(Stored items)
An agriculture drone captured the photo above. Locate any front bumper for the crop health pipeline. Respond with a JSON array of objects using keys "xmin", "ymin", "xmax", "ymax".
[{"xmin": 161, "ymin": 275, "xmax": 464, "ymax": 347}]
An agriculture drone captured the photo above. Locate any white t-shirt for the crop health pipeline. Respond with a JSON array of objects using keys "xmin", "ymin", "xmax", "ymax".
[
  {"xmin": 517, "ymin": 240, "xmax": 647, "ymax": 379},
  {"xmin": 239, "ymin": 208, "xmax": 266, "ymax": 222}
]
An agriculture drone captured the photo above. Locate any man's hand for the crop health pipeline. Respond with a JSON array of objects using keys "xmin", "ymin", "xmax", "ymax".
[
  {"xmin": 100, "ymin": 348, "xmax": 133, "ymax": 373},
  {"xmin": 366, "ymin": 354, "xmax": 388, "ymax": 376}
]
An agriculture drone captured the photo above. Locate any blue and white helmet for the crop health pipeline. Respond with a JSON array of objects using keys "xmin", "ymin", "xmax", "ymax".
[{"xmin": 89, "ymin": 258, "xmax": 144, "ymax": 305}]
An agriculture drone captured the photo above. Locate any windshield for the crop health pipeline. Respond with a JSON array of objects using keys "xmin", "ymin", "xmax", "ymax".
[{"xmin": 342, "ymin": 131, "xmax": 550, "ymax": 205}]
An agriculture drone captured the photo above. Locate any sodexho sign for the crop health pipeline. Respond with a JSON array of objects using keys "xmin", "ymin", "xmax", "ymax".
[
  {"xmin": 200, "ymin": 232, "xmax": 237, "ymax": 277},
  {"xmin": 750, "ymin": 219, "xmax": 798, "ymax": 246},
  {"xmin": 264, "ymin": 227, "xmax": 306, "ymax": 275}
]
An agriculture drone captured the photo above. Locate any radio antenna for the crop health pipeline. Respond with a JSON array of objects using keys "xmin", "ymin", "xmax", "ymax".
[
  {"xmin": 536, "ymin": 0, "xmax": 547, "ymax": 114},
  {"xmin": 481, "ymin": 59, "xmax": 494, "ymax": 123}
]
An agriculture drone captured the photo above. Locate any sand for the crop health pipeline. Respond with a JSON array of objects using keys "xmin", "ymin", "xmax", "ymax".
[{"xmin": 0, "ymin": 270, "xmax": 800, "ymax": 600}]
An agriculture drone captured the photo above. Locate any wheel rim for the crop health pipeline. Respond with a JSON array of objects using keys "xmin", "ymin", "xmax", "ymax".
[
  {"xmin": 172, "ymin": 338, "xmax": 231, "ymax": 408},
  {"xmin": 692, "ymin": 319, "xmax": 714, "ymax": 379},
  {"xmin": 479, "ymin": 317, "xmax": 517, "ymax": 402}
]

### [WHAT YOU NEED TO DO]
Your task is to transcribe the line containing "An agriculture drone captured the photo above. Locate any sand" and every line after it, through the last line of the data, exactly as written and with nothing more.

### [WORKED ANSWER]
An agriculture drone captured the photo above. Locate any sand for the crop health pipeline. Respond with a JSON array of objects using keys "xmin", "ymin", "xmax", "ymax".
[{"xmin": 0, "ymin": 270, "xmax": 800, "ymax": 600}]
An agriculture drone captured the photo above. Locate any wheel rim for the crop health pipeline. Respond with a JSON array of objects using keys "xmin", "ymin", "xmax", "ymax".
[
  {"xmin": 172, "ymin": 338, "xmax": 231, "ymax": 408},
  {"xmin": 692, "ymin": 319, "xmax": 714, "ymax": 379},
  {"xmin": 479, "ymin": 317, "xmax": 517, "ymax": 402}
]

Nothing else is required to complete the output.